> Task
Set the following entries down again exactly, line by line.

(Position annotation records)
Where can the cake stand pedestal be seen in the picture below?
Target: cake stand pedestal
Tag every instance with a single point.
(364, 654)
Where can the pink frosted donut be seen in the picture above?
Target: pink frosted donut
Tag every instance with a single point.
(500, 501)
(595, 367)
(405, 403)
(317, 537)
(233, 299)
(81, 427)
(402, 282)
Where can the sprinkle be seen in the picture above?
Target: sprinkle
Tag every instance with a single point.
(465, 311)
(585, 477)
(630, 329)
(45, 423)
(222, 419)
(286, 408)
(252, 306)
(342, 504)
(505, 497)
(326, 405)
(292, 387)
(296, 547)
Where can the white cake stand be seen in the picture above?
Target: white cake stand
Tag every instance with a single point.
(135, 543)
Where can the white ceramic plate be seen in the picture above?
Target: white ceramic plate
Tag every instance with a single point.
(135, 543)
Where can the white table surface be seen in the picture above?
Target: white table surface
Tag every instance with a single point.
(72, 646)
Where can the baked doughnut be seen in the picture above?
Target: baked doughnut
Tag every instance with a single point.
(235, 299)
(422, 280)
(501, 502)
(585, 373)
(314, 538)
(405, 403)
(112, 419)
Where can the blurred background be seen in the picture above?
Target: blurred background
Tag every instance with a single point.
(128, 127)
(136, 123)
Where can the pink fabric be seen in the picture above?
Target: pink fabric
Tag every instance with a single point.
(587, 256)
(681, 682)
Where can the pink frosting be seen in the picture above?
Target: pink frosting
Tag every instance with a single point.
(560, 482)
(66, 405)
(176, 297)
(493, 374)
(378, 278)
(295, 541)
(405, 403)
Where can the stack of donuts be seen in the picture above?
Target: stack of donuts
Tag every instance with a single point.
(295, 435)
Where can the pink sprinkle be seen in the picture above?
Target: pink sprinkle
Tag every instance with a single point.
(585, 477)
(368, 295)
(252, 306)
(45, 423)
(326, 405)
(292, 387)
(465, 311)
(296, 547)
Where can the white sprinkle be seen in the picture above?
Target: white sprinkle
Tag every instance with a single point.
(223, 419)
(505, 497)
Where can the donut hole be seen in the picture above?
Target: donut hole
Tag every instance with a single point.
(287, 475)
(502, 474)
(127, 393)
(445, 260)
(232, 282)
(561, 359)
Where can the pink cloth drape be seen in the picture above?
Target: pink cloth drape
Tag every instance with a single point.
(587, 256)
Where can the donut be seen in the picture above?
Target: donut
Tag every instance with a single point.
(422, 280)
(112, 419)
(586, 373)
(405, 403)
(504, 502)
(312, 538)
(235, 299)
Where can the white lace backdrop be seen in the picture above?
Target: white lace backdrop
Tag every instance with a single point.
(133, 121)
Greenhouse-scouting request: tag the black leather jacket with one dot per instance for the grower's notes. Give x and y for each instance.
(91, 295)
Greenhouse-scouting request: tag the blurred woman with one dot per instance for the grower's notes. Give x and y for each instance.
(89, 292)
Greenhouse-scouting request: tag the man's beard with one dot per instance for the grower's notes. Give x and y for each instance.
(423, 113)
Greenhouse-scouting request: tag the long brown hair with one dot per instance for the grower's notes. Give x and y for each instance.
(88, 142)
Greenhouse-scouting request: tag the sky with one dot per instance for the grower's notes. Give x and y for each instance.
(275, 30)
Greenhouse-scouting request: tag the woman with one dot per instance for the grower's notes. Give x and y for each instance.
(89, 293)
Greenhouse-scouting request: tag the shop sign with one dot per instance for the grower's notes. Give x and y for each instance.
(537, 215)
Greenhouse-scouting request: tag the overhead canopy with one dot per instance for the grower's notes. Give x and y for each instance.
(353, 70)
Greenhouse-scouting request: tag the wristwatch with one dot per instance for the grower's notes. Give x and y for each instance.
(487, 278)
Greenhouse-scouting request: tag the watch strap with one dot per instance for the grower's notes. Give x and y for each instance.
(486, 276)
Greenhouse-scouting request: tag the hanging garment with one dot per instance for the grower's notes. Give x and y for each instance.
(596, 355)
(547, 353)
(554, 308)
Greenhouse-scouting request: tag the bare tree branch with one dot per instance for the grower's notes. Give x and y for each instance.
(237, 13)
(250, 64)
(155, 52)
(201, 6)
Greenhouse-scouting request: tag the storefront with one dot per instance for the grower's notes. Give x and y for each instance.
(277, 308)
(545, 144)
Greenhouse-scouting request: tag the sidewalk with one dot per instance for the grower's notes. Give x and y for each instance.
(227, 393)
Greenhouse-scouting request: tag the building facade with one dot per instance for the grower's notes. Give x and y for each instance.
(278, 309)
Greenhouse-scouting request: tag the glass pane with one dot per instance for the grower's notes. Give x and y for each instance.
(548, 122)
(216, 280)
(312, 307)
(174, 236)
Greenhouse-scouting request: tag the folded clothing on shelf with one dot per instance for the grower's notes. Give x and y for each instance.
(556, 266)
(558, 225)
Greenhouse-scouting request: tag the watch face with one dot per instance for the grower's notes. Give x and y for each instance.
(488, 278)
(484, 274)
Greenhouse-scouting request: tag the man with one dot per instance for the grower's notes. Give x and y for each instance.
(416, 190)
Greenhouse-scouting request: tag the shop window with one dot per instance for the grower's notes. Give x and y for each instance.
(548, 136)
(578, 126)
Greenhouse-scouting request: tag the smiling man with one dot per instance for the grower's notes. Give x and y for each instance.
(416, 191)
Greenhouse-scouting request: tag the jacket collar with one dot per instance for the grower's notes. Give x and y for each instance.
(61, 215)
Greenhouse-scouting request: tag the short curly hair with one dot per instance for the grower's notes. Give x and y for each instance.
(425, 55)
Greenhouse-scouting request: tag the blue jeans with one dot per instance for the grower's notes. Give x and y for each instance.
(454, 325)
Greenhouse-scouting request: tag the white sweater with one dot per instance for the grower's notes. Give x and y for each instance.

> Written solution
Where can the cake stand pedestal be seen in the picture below?
Target: cake stand pedestal
Tag every instance with a single point.
(364, 654)
Where can the pink frosted donut be seen in the picture above?
Target: pink frosted donut
Tag every instance with a single point.
(500, 501)
(595, 367)
(405, 403)
(317, 537)
(233, 299)
(81, 427)
(402, 282)
Where can the sprinkle be seen in the picture above?
Target: sprinkle
Tag every instance with a single point.
(465, 311)
(585, 477)
(630, 329)
(45, 423)
(222, 419)
(286, 408)
(252, 306)
(342, 504)
(505, 497)
(326, 405)
(292, 387)
(296, 547)
Where can the white cake stand be seen in the picture above?
Target: white cake stand
Tag every instance with a single point.
(135, 543)
Where can the white ceramic plate be seen in the picture above?
Target: white ceramic plate
Tag every instance with a single point.
(135, 543)
Where can the white table surface be seen in the picture above?
Target: white table surface
Tag every instance with a single point.
(72, 646)
Where can the baked doughnut be seen in the picture above?
Target: baked doughnut
Tag every instance with a single point.
(235, 299)
(422, 280)
(501, 502)
(585, 373)
(314, 538)
(405, 403)
(112, 419)
Where can the blurred background be seen in the picture above?
Target: blurred background
Tag every instance with a single point.
(128, 127)
(136, 123)
Where can the pink fabric be seen in the picture above?
Target: pink fabric
Tag every instance with a single point.
(587, 256)
(681, 682)
Where can the pink frosting be seen in the picture above?
Target: pink frosting
Tag every instance with a single point.
(560, 482)
(66, 405)
(176, 297)
(493, 374)
(378, 278)
(295, 541)
(405, 403)
Where can the stack of donuts be seen in the picture above?
Target: stack of donuts
Tag every instance with a single point.
(295, 435)
Where can the pink sprinkle be seen in the picture above?
Target: pink sprinkle
Tag every instance with a single point.
(585, 477)
(368, 295)
(252, 306)
(45, 423)
(326, 405)
(292, 387)
(465, 311)
(296, 547)
Where can the white sprinkle be seen in the picture above?
Target: white sprinkle
Tag every instance with a single point.
(223, 419)
(505, 497)
Where can the donut hole be seen in the picture above?
Target: donut hole
Tag every instance with a single point.
(287, 475)
(502, 474)
(127, 393)
(445, 260)
(232, 282)
(561, 359)
Where can the pink cloth drape be seen in the picture above?
Target: pink cloth drape
Tag every instance with a single point.
(587, 256)
Where can the donut be seen in the picture above?
Target: donut
Tag every instance with a single point.
(422, 280)
(112, 419)
(586, 373)
(405, 403)
(504, 502)
(312, 538)
(235, 299)
Where can the white lace backdrop be seen in the picture above?
Target: white lace backdrop
Tag every instance with a single point.
(133, 121)
Greenhouse-scouting request: tag the black leather jacket with one dot per instance for the grower's notes. Give x and y for each instance.
(91, 295)
Greenhouse-scouting request: tag the blurred woman with one dot per instance for the grower's notes. Give x and y for each instance.
(89, 292)
Greenhouse-scouting request: tag the man's beard with one dot per instance for the grower's notes. Give x and y for each instance.
(423, 113)
Greenhouse-scouting request: tag the long brown hair with one dot per instance for the grower's notes. Give x and y for each instance.
(88, 142)
Greenhouse-scouting request: tag the sky with one dot per instance for the grower's notes. Give x and y for each instance.
(275, 30)
Greenhouse-scouting request: tag the woman with one dot per instance for the grower's notes. Give x and y for each instance.
(89, 293)
Greenhouse-scouting request: tag the shop sign with one dot per instance for the grower's notes. Give x and y for each instance.
(537, 215)
Greenhouse-scouting request: tag the overhead canopy with one dot per instance for the grower's notes. Give x and y for each instance.
(353, 70)
Greenhouse-scouting request: tag the wristwatch with one dot per instance for the grower's notes. Give x and y for each instance.
(487, 278)
Greenhouse-scouting request: tag the watch strap with one dot per instance for the grower's notes. Give x and y for each instance.
(486, 276)
Greenhouse-scouting request: tag the hanging garment with one dot per instance for the grower's notes. Give x and y for each instance.
(596, 355)
(547, 353)
(554, 308)
Greenhouse-scouting request: tag the bare tree branch with one dot per instance for the grower's notes. Give x and y for each instance.
(237, 13)
(250, 64)
(155, 52)
(201, 6)
Greenhouse-scouting request: tag the storefront with one dot per instance for the grower's notes. Give x and y for each instance.
(277, 308)
(545, 144)
Greenhouse-scouting request: tag the sidewalk with one dot per instance for the grower's notes. Give x and y for each instance.
(227, 393)
Greenhouse-scouting request: tag the building facade with one dot per instance for the grower's notes. Give x and y for each instance.
(278, 309)
Greenhouse-scouting request: tag the glass pane with one dot per instance for the grower's notes. Give x and y for each instance.
(548, 122)
(216, 280)
(312, 307)
(174, 236)
Greenhouse-scouting request: tag the folded clothing on shelf with one dot per instance for the grower's notes. Give x and y for each instance.
(556, 266)
(558, 225)
Greenhouse-scouting request: tag the watch face with one dot per instance for the grower's notes. Give x and y for each instance.
(488, 278)
(484, 274)
Greenhouse-scouting request: tag the man with one dot per instance for the grower's notes. Give x and y for each instance.
(416, 190)
Greenhouse-scouting request: tag the shop window with one dot per instance for the grower's notes. Give x and y for each instance.
(548, 136)
(578, 126)
Greenhouse-scouting request: tag the smiling man with one dot per instance for the grower's notes. Give x and y for each instance.
(416, 191)
Greenhouse-scouting request: tag the jacket collar with one dot per instance for the grower's notes. Give x and y for each instance.
(61, 215)
Greenhouse-scouting request: tag the short curly hair with one dot per instance for the grower's notes. Give x and y for each instance.
(425, 55)
Greenhouse-scouting request: tag the blue jeans with one dot per instance for the grower's notes. Give x and y for each instance.
(454, 325)
Greenhouse-scouting request: tag the white sweater with one dot per instance for the grower's notes. Give x and y for each instance.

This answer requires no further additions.